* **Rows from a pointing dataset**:
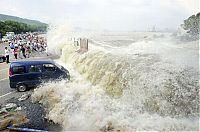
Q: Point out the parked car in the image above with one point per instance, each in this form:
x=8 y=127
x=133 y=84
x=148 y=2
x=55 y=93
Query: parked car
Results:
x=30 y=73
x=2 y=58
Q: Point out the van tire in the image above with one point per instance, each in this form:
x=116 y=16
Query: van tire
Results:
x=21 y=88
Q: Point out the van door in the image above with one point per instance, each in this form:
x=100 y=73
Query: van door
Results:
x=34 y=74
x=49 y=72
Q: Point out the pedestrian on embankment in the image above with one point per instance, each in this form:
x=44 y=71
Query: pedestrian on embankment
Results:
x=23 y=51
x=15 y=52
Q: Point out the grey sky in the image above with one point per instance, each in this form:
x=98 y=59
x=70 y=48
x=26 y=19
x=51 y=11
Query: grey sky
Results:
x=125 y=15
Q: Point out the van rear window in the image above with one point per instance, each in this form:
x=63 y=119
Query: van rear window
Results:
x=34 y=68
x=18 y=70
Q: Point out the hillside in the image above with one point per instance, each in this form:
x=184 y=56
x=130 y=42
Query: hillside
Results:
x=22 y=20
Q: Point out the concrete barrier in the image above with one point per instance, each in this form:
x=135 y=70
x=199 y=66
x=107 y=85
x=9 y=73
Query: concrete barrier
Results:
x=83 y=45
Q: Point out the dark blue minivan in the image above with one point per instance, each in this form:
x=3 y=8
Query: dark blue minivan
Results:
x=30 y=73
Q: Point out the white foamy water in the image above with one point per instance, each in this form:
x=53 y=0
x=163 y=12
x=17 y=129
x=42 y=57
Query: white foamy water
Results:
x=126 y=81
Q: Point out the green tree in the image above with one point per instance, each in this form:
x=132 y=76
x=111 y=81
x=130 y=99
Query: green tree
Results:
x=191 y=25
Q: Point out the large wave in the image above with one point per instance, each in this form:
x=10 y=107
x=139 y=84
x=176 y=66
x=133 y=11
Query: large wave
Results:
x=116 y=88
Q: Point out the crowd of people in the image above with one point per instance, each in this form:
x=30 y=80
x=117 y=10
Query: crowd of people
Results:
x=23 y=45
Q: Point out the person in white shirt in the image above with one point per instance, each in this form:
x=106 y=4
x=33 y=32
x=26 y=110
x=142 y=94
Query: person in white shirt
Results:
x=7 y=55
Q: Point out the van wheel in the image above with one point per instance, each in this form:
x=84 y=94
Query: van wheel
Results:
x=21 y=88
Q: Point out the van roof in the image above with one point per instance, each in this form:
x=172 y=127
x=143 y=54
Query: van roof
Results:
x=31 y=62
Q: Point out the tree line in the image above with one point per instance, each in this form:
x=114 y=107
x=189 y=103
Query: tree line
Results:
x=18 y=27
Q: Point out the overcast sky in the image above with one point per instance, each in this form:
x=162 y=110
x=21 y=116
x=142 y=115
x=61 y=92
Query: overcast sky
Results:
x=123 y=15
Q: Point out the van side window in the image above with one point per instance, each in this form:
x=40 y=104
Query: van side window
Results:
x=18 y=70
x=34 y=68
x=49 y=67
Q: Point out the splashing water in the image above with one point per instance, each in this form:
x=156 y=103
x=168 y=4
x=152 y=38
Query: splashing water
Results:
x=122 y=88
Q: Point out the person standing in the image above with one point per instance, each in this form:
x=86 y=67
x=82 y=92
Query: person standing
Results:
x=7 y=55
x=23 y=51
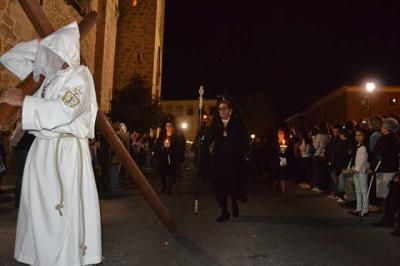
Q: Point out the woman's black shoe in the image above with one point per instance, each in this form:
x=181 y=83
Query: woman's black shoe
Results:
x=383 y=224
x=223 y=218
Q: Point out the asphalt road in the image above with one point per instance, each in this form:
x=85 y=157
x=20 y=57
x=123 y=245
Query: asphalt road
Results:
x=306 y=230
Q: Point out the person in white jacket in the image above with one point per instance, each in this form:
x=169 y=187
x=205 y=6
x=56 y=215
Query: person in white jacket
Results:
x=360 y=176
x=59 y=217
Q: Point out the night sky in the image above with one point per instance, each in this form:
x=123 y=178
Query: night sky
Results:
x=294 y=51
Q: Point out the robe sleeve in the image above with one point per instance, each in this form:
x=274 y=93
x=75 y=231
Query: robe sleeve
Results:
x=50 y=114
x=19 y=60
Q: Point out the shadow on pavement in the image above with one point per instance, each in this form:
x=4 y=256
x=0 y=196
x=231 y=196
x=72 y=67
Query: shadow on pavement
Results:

* **Aim**:
Edit all the entries above so that "Point out" becomes "Mark" wherever it occurs, and change nothing else. Omit the pictures from your answer.

* **Task solution**:
Q: Mark the parked car in the image above with one point per instance, each in this form:
x=8 y=127
x=133 y=84
x=148 y=2
x=55 y=93
Query: parked car
Results:
x=30 y=73
x=2 y=58
Q: Mark the van tire in the image above with one point per instance, each in this form:
x=116 y=16
Query: van tire
Results:
x=21 y=88
Q: Mark the van door in the image above with one point per instance, each in this form:
x=100 y=73
Query: van door
Results:
x=34 y=74
x=49 y=72
Q: Mark the pedestrian on embankment in the image above with one point per instance, each in this form:
x=44 y=71
Query: pedestrian on embankment
Results:
x=23 y=51
x=15 y=52
Q: Mark the grey sky in the image above with one point per instance, each in this form:
x=98 y=59
x=70 y=48
x=26 y=19
x=51 y=11
Query: grey sky
Results:
x=125 y=15
Q: Mark the van rear window in the image above with one point per instance, each in this form:
x=63 y=119
Query: van rear window
Results:
x=34 y=68
x=18 y=70
Q: Mark the hillside in the image above with one point per instance, each in this form:
x=184 y=56
x=130 y=42
Query: hillside
Results:
x=22 y=20
Q: Mark the concrete barrier in the image above with one point per instance, each in this form:
x=135 y=70
x=199 y=66
x=107 y=85
x=9 y=73
Query: concrete barrier
Results:
x=83 y=45
Q: Mark the dark blue minivan in the image above with one point per instance, each in this form:
x=3 y=8
Query: dark blue minivan
Results:
x=30 y=73
Q: Mark the white foamy water in the image above with one point per instance, each in this form:
x=53 y=0
x=163 y=12
x=17 y=129
x=42 y=57
Query: white foamy water
Results:
x=126 y=81
Q: Mark the green tree in the image above with one point per instance, each in this form:
x=132 y=76
x=111 y=81
x=130 y=99
Query: green tree
Results:
x=191 y=25
Q: Mark the large wave in the image above with one point per instance, each in this form:
x=10 y=107
x=139 y=84
x=176 y=66
x=133 y=11
Query: large wave
Results:
x=116 y=88
Q: Mark the crowd of people in the image above with one point per instance, each in this form:
x=30 y=80
x=117 y=10
Query: crowd of people
Results:
x=23 y=45
Q: Mark the person in white shirt in the image above with one point per instance, each in this form:
x=106 y=4
x=33 y=32
x=26 y=110
x=142 y=94
Query: person in white shirt
Results:
x=7 y=55
Q: Mark the van wheel in the image above with one point per instance, each in this form:
x=84 y=94
Query: van wheel
Results:
x=21 y=88
Q: Mark the van roof in the image above with one point per instance, each in this form:
x=172 y=127
x=143 y=54
Query: van roof
Results:
x=31 y=62
Q: Mark the tree line in the image above with one point per instance, each in this form:
x=114 y=107
x=189 y=103
Query: tree line
Results:
x=18 y=27
Q: Mark the overcast sky in the image above with one point per instance, each in this form:
x=162 y=110
x=21 y=116
x=142 y=115
x=61 y=92
Query: overcast sky
Results:
x=123 y=15
Q: Mark the van side window in the image above with one point per instance, each in this form:
x=40 y=104
Query: van side window
Results:
x=18 y=70
x=34 y=68
x=49 y=67
Q: Mark the splashing water in the image above with one point per instance, each in this form:
x=156 y=103
x=168 y=4
x=152 y=38
Query: splashing water
Results:
x=122 y=88
Q: Mark the person standing in the image above with one point per instance, each in this form:
x=86 y=67
x=82 y=92
Query: person standing
Results:
x=7 y=55
x=23 y=51
Q: Mark the woman's black shoe in the image above with one point per instance, each in this form:
x=181 y=83
Query: woman's black shoe
Results:
x=383 y=224
x=223 y=218
Q: Mark the asphalt road in the image above with one point per instance, each in this form:
x=85 y=157
x=20 y=57
x=123 y=245
Query: asphalt road
Results:
x=306 y=230
Q: Mark the person in white jacket in the image above with one point per instance, each in this form:
x=169 y=187
x=205 y=6
x=56 y=215
Query: person in white jacket
Results:
x=360 y=176
x=59 y=217
Q: Mark the night sky in the image above with one point per instance, each in this form:
x=123 y=178
Query: night sky
Results:
x=294 y=51
Q: Mark the robe sleeve in the image above with one point per instance, each in this form:
x=274 y=93
x=75 y=231
Query: robe sleeve
Results:
x=50 y=114
x=19 y=60
Q: Mark the shadow on pavement in the image above with one point per instance, each in this form:
x=4 y=256
x=0 y=196
x=231 y=196
x=72 y=67
Query: shadow on pavement
Results:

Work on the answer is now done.